(Point placement records)

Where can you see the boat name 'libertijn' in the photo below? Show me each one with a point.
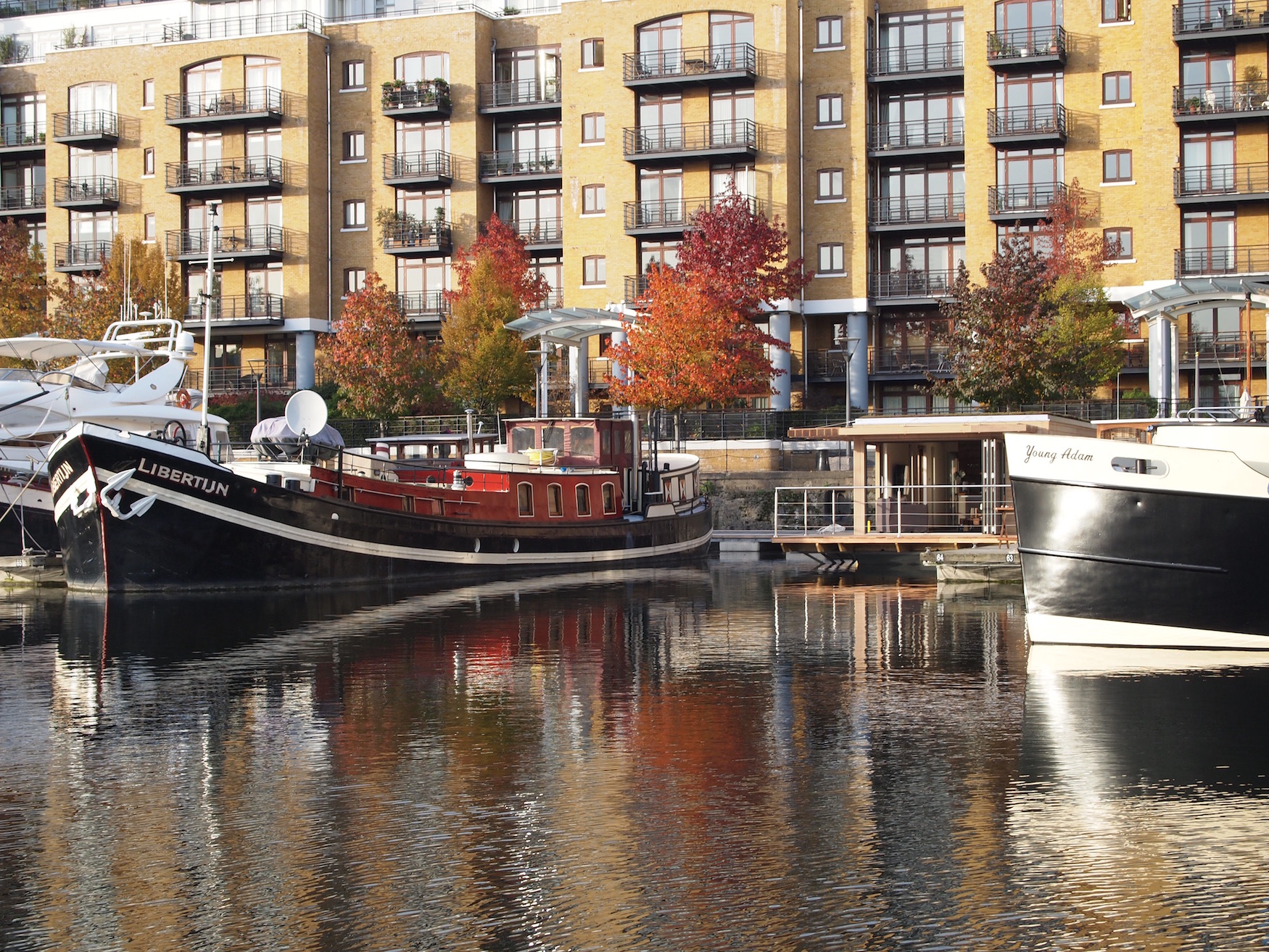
(1052, 456)
(183, 479)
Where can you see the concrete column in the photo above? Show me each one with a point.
(306, 360)
(778, 326)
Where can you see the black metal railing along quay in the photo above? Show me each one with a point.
(223, 103)
(418, 165)
(1218, 15)
(255, 170)
(1036, 42)
(909, 60)
(695, 61)
(1215, 181)
(1235, 260)
(688, 137)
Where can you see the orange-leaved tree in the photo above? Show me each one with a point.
(381, 368)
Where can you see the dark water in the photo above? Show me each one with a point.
(717, 758)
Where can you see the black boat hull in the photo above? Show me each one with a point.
(212, 529)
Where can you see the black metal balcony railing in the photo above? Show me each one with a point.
(688, 62)
(1233, 260)
(86, 191)
(236, 307)
(910, 283)
(543, 91)
(226, 243)
(917, 210)
(17, 135)
(225, 173)
(69, 255)
(418, 236)
(94, 123)
(22, 198)
(929, 133)
(1221, 99)
(1027, 121)
(908, 60)
(521, 162)
(416, 165)
(1023, 199)
(1215, 15)
(1216, 181)
(692, 137)
(223, 103)
(1037, 42)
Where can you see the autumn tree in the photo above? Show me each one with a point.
(380, 367)
(23, 290)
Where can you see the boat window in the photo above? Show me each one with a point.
(583, 439)
(523, 438)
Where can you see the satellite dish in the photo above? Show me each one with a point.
(306, 413)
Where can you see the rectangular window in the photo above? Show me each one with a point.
(594, 199)
(832, 258)
(594, 270)
(593, 54)
(355, 145)
(832, 183)
(1116, 88)
(827, 30)
(829, 111)
(355, 74)
(593, 127)
(1117, 244)
(1117, 165)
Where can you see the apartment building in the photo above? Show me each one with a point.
(895, 140)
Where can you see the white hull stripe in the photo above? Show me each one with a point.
(1060, 630)
(404, 552)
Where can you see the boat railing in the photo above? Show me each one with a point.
(830, 512)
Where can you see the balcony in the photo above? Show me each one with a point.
(253, 243)
(1042, 125)
(94, 192)
(1211, 262)
(80, 255)
(918, 212)
(1221, 20)
(1010, 203)
(240, 309)
(88, 128)
(418, 239)
(917, 62)
(1245, 182)
(215, 175)
(700, 140)
(1221, 102)
(22, 137)
(424, 306)
(426, 99)
(928, 137)
(1013, 49)
(223, 107)
(418, 169)
(22, 199)
(735, 62)
(521, 165)
(910, 287)
(519, 96)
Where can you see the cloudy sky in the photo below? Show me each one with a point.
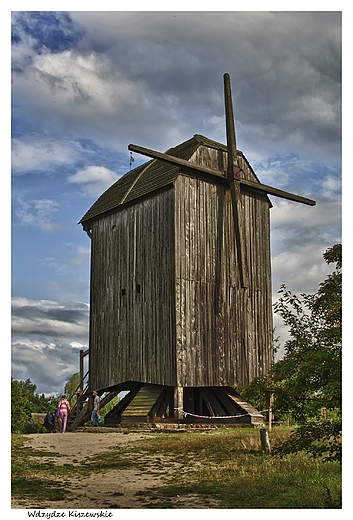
(86, 84)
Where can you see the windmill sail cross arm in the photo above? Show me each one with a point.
(219, 175)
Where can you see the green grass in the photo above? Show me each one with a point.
(225, 467)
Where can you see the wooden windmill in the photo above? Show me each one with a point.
(181, 308)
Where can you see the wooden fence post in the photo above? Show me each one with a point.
(265, 441)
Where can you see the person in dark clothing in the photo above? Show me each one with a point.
(49, 422)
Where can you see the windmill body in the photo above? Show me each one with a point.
(167, 306)
(180, 290)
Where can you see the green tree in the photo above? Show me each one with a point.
(307, 380)
(24, 401)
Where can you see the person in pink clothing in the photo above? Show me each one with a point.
(64, 407)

**INSTRUCTIONS TO FOLLOW**.
Repeat the entire listing above word for word, leaving out the pictures.

**RESULT OF THE TASK**.
Where can you see the boat name 'libertijn' in the photo below? Show me each one with a point.
(1052, 456)
(183, 479)
Where can you see the concrete column in the photo above? Show me each one with a point.
(306, 360)
(778, 326)
Where can you see the black metal railing along quay in the photo above? Show me each one with a point.
(223, 103)
(418, 165)
(1218, 15)
(255, 170)
(1036, 42)
(909, 60)
(695, 61)
(1215, 181)
(1235, 260)
(688, 137)
Where can you see the orange-leaved tree in the photo above? Show me each one with a point.
(381, 368)
Where can you see the dark water in the photo above? Show me each one with a point.
(717, 758)
Where can you see the black boat hull in the photo above? Show me each one with a point.
(212, 529)
Where can you see the black metal balcony railing in the photo above? Show me each one with a point.
(688, 62)
(1233, 260)
(86, 191)
(236, 307)
(910, 283)
(543, 91)
(226, 243)
(917, 210)
(17, 135)
(225, 173)
(69, 255)
(418, 236)
(94, 123)
(22, 198)
(929, 133)
(1221, 99)
(1027, 121)
(908, 60)
(521, 162)
(416, 165)
(1023, 199)
(1215, 15)
(1216, 181)
(692, 137)
(223, 103)
(1037, 42)
Where can you see the autumn tree in the photo above? Show me each one with a point.
(380, 367)
(23, 290)
Where can you see the boat window in the photo above? Show me each one with a point.
(583, 439)
(523, 438)
Where can you see the satellite dish in the photo above? Show me each one with a point.
(306, 413)
Where can you see the rectangular window in the photo above? Show me each one with a point.
(594, 199)
(832, 258)
(594, 270)
(593, 54)
(355, 145)
(832, 183)
(1116, 88)
(827, 30)
(829, 111)
(355, 74)
(593, 127)
(1117, 244)
(1117, 165)
Where can you see the apartment building in the photo above? Show me each one with a point.
(895, 140)
Where can you see the white hull stripe in the photo above? Show me each one with a point.
(1060, 630)
(404, 552)
Where can you see the boat railing in the photo above? Show me each one with a point.
(830, 512)
Where can you see the balcony in the photo above? Show me each one with a point.
(253, 243)
(1042, 125)
(94, 192)
(1211, 262)
(80, 255)
(918, 212)
(1221, 20)
(1010, 203)
(240, 309)
(88, 128)
(418, 239)
(917, 62)
(1245, 182)
(215, 175)
(700, 140)
(1221, 102)
(22, 137)
(424, 306)
(426, 99)
(928, 137)
(1013, 49)
(223, 107)
(418, 169)
(22, 199)
(735, 62)
(521, 165)
(910, 287)
(519, 96)
Where can you see the cloudy sky in the photo below? Show me each one with a point.
(86, 84)
Where can you see the windmill sail cross arm in the photo above? Show me each one with a point.
(219, 175)
Where can you see the green grass in the photo above? Show me each one with a point.
(225, 467)
Where can you see the wooden windmill in the photo above? Show me each one with a point.
(181, 308)
Where can you see the wooden fence post in the photo above? Show me each one with a point.
(265, 441)
Where can you see the person in dark clothing in the photo above? Show me each one with a point.
(49, 422)
Where can you see the windmill body in the photo above? Show me each one with a point.
(167, 306)
(180, 290)
Where can you see the green tree in the photo above? Show me each one with a point.
(307, 380)
(24, 401)
Where can you see the person in pink clothing in the photo above? Show me each one with a point.
(64, 407)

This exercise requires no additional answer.